Das Rentner-Ehepaar Vartanjan musste 2014 aus Donezk fliehen. Jetzt gelang es ihnen, der Hölle in Mariupol zu entkommen. Die Geschichte einer Flucht.

Ein Soldat der pro-russischen Truppen vor der Autokolonne, die die belagerte südliche Hafenstadt Mariupol verlässt Foto: Alexander Ermochenko/reuters

Dnipro taz | Semjon und Irina Vartanjan sind Heimatvertriebene. 2014 flohen sie sie aus dem besetzten Gebiet von Donezk und retten so ihr Leben. Jetzt wiederholt sich die Geschichte. Sie müssen wieder weg laufen, aber die Umstände, die sie dazu bringen, sind viel, viel schlimmer.

Beide sind nicht mehr jung. Es ist schwer, ein neues Leben anzufangen, wenn du schon 70 Jahre alt bist. Wenn du das aber zum zweiten Mal tun musst, ist das jenseits von allem.

2014 wurde die ukrainische Hafenstadt Mariupol für sie zur zweiten Heimat. Während der acht Jahre, die sie in Mariupol lebten, gelang es den Vartanjans, Freundschaften zu schließen, ihr Leben zu organisieren und einen Teilzeitjob zu finden, um sich ihre Rente aufzubessern. Jetzt haben die russischen Besatzer all dies zunichte gemacht.

> Aufgabe 1: Ändere in den Zeilen unten den Abschnitt von der Zeile mit „Can you find the ceiling“ bis einschließlich zur Zeile mit „pixel 474 67“: Ersetze „ceiling panel“ durch „wall panel“ und gib nur diesen Abschnitt wieder.

> Übungsmaterial:
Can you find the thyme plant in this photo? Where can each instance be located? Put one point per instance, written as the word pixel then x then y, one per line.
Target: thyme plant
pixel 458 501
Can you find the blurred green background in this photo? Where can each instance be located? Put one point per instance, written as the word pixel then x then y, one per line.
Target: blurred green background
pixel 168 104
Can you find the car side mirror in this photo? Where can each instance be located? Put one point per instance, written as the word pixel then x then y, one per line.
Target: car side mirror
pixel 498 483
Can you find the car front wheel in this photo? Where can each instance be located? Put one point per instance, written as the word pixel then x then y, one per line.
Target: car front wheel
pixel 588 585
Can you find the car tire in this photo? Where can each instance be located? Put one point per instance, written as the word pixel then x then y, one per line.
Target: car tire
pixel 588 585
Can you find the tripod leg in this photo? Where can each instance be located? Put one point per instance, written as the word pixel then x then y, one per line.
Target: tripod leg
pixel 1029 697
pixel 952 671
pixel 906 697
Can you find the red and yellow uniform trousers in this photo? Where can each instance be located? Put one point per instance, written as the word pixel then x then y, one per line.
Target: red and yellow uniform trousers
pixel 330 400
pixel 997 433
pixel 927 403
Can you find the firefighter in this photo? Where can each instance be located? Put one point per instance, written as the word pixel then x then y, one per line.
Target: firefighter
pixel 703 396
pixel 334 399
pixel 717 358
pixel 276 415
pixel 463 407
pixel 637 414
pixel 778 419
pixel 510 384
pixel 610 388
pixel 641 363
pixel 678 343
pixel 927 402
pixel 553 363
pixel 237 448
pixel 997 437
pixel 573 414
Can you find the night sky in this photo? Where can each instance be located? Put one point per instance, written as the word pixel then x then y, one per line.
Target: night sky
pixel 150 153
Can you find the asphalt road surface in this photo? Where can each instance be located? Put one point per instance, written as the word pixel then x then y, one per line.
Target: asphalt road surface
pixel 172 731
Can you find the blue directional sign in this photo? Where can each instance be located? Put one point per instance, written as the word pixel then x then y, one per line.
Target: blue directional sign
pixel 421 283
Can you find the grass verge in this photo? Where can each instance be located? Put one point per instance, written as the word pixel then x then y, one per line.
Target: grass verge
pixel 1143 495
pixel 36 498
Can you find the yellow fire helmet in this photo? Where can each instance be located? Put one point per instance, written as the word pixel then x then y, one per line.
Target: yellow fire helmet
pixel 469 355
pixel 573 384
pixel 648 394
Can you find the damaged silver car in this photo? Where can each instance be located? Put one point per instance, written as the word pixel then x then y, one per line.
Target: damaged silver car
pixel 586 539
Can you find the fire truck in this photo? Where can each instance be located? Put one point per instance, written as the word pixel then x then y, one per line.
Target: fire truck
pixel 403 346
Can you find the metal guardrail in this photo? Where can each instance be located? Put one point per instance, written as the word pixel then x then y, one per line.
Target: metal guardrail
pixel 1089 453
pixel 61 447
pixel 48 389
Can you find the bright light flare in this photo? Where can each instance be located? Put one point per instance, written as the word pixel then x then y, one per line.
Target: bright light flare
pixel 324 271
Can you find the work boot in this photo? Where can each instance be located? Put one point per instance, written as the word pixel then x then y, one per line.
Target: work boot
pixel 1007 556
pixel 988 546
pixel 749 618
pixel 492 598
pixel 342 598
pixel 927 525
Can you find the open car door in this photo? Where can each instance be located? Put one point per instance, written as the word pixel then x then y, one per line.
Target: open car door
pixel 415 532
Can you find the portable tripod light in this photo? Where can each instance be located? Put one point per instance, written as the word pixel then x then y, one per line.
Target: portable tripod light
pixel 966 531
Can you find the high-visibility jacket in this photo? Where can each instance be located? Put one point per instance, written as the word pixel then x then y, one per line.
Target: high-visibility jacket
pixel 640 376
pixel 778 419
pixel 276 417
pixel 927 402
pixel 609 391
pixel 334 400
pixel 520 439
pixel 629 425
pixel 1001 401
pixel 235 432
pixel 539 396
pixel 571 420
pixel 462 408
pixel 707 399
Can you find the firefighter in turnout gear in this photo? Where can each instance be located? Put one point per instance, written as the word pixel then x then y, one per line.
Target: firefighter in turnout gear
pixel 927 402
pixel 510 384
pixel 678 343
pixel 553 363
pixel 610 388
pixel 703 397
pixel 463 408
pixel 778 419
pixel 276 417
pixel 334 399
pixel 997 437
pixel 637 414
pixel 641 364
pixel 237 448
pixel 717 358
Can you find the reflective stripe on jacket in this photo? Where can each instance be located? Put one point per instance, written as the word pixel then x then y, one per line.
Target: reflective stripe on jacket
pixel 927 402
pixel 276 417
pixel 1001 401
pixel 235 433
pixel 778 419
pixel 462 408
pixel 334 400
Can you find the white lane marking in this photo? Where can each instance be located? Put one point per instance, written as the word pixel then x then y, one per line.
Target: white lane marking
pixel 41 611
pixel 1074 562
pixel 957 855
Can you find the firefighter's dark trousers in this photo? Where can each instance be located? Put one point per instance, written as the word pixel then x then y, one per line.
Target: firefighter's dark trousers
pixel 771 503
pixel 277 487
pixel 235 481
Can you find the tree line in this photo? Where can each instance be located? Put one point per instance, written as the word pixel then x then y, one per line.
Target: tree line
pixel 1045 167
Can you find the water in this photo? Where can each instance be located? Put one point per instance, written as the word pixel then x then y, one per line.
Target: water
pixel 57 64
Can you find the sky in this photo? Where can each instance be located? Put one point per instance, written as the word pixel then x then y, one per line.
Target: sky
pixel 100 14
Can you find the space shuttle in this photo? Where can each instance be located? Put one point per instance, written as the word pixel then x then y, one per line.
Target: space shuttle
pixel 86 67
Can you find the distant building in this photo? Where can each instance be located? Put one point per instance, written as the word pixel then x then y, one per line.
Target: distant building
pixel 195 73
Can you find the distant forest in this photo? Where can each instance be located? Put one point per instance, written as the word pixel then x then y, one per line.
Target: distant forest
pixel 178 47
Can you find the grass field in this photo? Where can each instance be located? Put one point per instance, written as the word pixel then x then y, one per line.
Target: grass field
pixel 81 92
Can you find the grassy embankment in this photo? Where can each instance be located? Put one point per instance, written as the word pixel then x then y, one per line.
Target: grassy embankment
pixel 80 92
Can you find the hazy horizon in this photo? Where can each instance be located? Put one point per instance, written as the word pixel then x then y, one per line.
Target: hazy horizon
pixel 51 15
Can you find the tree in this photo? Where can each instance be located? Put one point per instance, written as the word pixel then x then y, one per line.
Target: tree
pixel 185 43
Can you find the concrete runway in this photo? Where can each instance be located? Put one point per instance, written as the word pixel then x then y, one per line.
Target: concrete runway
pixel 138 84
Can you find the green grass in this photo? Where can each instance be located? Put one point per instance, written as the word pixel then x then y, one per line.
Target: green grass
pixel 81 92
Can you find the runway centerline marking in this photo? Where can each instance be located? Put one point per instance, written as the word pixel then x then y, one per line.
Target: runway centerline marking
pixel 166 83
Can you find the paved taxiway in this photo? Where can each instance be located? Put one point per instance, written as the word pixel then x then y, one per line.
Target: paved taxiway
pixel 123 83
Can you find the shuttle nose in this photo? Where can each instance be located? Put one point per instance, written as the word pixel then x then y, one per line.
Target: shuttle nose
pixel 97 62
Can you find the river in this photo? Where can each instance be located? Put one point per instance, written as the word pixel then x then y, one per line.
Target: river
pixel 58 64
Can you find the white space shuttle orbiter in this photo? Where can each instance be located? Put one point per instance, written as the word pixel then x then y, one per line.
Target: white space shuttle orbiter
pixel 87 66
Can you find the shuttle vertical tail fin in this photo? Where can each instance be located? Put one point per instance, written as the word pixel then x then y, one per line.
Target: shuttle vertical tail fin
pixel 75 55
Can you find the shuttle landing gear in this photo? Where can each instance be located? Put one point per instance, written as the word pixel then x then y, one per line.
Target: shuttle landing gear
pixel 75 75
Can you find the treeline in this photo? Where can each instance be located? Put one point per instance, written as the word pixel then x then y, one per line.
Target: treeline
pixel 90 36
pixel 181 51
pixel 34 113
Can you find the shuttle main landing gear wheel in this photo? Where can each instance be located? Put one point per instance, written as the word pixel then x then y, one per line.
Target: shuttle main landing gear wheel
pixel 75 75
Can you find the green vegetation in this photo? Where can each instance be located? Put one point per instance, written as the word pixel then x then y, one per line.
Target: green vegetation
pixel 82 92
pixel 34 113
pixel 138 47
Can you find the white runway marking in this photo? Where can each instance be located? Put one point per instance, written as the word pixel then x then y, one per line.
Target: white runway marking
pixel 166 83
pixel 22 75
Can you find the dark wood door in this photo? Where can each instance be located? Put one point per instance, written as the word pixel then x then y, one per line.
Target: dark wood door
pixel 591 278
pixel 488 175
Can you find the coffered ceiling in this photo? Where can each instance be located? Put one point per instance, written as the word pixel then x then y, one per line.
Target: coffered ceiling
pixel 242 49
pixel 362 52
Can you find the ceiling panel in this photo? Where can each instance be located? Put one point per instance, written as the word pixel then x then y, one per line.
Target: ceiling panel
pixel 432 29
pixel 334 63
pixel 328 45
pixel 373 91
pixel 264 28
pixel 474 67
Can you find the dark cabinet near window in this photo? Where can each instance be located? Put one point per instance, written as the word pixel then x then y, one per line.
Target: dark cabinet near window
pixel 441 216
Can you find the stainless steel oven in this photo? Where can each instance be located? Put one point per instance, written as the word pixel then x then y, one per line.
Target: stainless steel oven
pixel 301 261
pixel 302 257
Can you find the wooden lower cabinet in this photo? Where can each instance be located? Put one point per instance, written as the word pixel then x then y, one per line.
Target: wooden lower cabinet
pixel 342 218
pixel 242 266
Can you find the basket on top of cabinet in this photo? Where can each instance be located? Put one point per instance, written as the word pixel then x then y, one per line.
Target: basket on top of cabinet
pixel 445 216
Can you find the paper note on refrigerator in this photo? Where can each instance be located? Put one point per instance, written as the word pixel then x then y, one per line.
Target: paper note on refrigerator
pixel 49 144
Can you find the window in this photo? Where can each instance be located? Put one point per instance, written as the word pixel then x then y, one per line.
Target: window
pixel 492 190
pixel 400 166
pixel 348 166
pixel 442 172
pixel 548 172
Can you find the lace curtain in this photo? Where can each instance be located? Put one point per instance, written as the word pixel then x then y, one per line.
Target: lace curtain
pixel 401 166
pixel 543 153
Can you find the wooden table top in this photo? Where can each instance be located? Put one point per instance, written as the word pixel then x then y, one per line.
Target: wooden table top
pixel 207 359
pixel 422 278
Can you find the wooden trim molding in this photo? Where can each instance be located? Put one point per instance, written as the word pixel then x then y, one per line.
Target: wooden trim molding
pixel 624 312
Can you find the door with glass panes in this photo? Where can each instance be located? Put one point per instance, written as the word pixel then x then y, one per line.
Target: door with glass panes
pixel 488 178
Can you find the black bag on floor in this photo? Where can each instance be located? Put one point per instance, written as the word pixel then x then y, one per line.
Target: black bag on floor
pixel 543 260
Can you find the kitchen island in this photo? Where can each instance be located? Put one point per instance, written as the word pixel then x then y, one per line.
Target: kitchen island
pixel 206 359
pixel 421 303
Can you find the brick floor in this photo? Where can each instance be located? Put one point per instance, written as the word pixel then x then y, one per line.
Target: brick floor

> Aufgabe 2: Wie viele Jahre lebten die Vartanjans laut dem Auszug über ihre Flucht in Mariupol?

> Erwartete Antwort 1:
Can you find the wall panel in this photo? Where can each instance be located? Put one point per instance, written as the word pixel then x then y, one per line.
Target: wall panel
pixel 432 29
pixel 334 63
pixel 328 45
pixel 373 91
pixel 264 28
pixel 474 67

> Erwartete Antwort 2: Acht Jahre.